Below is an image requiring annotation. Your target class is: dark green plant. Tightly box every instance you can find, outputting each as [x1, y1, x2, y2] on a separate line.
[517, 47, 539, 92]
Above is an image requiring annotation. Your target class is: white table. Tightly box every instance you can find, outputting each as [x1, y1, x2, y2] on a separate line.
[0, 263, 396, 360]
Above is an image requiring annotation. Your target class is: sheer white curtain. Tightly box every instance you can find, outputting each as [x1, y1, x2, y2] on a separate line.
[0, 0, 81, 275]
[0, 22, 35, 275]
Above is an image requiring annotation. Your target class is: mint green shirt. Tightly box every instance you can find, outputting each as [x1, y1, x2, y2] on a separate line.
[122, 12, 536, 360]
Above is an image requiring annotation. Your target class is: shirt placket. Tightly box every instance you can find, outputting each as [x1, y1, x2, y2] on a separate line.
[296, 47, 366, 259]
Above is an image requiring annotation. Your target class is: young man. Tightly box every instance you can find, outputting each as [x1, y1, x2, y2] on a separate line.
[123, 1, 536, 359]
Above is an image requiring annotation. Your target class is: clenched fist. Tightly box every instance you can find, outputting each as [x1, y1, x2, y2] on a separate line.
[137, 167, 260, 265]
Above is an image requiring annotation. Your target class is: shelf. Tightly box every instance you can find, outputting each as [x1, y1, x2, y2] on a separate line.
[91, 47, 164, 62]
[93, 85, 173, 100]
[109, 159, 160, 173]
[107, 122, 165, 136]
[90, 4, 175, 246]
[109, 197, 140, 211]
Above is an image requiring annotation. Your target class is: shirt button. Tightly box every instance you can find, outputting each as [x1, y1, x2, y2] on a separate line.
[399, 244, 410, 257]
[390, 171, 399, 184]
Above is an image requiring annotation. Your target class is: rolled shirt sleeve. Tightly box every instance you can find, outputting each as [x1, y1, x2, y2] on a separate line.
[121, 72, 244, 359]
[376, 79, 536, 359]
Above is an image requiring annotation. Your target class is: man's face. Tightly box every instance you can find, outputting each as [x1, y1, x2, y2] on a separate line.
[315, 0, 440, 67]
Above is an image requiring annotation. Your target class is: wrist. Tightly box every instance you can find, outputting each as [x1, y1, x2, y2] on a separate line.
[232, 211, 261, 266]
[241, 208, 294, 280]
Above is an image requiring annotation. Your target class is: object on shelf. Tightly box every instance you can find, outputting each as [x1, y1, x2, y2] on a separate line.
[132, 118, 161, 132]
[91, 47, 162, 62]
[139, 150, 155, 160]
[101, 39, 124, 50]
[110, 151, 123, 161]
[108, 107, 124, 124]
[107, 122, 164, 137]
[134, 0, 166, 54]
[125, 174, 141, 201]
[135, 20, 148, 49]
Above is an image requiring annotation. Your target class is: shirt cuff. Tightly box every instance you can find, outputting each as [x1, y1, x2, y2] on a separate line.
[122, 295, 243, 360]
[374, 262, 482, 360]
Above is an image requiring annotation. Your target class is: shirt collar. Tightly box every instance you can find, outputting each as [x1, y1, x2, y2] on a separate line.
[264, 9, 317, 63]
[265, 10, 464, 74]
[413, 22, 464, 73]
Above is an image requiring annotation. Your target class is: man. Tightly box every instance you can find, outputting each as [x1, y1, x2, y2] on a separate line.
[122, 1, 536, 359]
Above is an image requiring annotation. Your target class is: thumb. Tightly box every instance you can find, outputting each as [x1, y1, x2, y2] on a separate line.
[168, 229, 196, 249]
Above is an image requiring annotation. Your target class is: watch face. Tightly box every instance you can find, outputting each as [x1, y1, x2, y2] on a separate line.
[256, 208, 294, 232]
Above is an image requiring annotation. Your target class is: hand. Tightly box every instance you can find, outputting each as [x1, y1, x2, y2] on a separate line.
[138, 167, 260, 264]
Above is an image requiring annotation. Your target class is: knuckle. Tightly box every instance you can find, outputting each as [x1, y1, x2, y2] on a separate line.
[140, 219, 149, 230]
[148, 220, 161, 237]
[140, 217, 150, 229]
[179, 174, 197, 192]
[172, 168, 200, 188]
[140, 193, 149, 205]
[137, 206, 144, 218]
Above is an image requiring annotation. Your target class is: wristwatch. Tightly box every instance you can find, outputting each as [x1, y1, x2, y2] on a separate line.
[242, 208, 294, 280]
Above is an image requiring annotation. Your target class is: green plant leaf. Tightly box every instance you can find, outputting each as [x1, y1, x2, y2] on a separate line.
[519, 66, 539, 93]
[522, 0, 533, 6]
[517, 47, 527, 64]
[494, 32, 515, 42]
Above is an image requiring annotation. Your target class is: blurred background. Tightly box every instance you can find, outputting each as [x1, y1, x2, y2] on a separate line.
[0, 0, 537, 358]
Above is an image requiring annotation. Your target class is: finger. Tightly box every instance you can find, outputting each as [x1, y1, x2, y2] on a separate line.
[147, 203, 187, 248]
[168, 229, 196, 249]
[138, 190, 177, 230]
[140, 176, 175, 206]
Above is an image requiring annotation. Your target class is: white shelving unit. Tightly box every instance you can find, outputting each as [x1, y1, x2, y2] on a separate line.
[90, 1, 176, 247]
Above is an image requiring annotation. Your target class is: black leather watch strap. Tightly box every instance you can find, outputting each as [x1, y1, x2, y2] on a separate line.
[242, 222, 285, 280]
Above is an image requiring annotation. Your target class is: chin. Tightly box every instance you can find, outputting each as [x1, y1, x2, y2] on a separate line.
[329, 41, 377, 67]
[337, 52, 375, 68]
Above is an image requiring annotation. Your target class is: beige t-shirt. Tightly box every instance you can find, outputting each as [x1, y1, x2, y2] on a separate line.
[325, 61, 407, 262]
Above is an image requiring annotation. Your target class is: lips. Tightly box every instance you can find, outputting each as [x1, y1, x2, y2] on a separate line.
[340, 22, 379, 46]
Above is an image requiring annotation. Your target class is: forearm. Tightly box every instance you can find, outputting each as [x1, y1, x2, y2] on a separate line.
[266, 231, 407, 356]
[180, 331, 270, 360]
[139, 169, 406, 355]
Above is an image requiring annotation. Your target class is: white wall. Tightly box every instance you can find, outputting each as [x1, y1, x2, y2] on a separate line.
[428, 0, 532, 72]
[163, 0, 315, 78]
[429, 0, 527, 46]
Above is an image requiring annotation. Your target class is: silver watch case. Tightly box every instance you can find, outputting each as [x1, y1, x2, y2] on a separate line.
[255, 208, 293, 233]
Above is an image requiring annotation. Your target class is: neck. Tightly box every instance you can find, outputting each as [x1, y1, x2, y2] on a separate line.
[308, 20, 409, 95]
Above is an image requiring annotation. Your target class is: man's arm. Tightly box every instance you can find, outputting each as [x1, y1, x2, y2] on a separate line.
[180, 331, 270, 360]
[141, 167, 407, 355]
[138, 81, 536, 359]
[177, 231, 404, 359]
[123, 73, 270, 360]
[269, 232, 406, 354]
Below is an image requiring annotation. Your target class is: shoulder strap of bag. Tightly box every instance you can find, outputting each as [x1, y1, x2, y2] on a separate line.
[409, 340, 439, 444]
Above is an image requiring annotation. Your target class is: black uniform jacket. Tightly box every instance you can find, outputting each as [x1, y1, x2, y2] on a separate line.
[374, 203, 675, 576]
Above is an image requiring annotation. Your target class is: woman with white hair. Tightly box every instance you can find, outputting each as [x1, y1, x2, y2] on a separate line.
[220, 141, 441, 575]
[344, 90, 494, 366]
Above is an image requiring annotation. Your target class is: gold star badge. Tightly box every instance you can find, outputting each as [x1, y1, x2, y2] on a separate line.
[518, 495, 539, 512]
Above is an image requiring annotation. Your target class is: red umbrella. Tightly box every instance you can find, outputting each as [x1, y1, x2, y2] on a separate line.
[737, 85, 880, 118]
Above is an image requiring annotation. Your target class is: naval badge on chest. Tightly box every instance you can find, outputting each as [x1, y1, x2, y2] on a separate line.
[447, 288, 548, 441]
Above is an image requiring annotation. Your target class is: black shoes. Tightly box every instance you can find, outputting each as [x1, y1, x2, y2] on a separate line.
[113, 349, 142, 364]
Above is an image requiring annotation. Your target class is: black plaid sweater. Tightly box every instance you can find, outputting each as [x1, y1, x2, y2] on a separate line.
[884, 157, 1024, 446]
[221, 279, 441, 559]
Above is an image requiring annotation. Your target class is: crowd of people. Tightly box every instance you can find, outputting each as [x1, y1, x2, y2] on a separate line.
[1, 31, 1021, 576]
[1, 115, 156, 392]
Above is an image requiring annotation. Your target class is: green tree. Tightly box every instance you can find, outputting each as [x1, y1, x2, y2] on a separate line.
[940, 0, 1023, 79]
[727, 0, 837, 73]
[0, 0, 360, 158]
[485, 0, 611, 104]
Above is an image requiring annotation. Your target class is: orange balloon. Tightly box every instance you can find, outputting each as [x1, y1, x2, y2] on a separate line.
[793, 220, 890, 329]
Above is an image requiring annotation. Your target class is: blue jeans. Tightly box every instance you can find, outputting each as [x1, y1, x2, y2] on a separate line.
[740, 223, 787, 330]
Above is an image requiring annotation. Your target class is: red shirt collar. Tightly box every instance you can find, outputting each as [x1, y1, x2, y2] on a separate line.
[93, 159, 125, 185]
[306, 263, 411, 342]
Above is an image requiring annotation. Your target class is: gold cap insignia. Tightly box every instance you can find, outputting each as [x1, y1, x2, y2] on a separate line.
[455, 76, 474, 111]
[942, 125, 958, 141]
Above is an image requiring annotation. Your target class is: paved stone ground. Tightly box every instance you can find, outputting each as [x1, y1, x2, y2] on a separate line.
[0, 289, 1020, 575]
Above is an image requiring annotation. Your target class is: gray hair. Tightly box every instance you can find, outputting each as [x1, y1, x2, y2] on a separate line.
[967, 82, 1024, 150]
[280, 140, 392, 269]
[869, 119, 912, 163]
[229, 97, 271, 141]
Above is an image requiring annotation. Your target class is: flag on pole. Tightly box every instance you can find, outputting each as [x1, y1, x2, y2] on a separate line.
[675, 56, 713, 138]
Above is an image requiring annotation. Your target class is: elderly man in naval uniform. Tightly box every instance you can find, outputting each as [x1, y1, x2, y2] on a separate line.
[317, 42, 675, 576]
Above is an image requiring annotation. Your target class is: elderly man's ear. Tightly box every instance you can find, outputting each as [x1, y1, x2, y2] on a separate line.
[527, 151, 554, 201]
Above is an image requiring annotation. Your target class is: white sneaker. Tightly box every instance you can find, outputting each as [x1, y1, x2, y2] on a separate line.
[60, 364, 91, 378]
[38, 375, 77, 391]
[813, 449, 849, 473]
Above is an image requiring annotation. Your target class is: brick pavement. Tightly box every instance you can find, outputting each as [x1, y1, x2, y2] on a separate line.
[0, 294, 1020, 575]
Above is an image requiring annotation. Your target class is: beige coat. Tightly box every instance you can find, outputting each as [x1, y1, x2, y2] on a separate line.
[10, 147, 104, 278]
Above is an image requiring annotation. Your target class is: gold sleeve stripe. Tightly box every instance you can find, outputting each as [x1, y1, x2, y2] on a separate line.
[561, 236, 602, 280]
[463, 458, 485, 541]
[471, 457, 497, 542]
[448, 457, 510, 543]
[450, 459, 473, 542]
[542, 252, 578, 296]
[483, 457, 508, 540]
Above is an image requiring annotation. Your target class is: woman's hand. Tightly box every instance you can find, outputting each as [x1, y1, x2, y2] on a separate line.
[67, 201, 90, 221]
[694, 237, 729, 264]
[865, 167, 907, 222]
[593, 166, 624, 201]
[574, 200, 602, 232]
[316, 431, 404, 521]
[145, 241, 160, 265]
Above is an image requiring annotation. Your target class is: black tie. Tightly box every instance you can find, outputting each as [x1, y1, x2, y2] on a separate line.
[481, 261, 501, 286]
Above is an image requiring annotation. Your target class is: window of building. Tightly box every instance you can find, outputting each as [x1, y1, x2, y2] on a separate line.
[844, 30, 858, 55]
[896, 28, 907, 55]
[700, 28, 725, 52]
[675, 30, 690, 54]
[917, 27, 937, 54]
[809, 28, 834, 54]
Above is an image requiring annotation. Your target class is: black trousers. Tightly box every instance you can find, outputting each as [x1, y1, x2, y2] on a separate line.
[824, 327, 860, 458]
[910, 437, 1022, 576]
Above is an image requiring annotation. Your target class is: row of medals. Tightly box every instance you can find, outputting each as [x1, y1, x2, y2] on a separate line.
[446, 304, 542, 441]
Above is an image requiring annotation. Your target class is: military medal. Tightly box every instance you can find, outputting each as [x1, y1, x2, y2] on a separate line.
|---|
_What you will do_
Output nothing but the line containing "is: black tie." and each line after it in the entries above, exactly as written.

_Written solution_
Above is an image requiring annotation. Your target class is: black tie. Tightly box every instance you can find, outputting each as [x1, y1, x2, y2] on a separate line.
[481, 261, 501, 286]
Above is an image requiring annotation. Your target class is: window of building. Tightly box every instance you can find, outputting each as [x1, y1, x2, y2] on a separate line.
[844, 30, 858, 55]
[896, 28, 907, 55]
[700, 28, 725, 52]
[675, 30, 690, 54]
[917, 27, 937, 54]
[809, 28, 834, 54]
Above is an image requiring annotation. Your target class is: black trousers. Tightly box every instance you can find, outputting each as [x1, y1, x2, y2] on a separate line.
[824, 327, 860, 458]
[910, 437, 1022, 576]
Above is an image requiring annotation. Your target class is: row of medals. Tightly box every instance you can find, outputting each as [x1, y1, x2, y2] on a separate line.
[446, 304, 542, 441]
Above is an image requiring annotation. Your target class is: military medal. Tightly box every instance you can find, outputting each as [x1, y1, x2, y2] on a separate line.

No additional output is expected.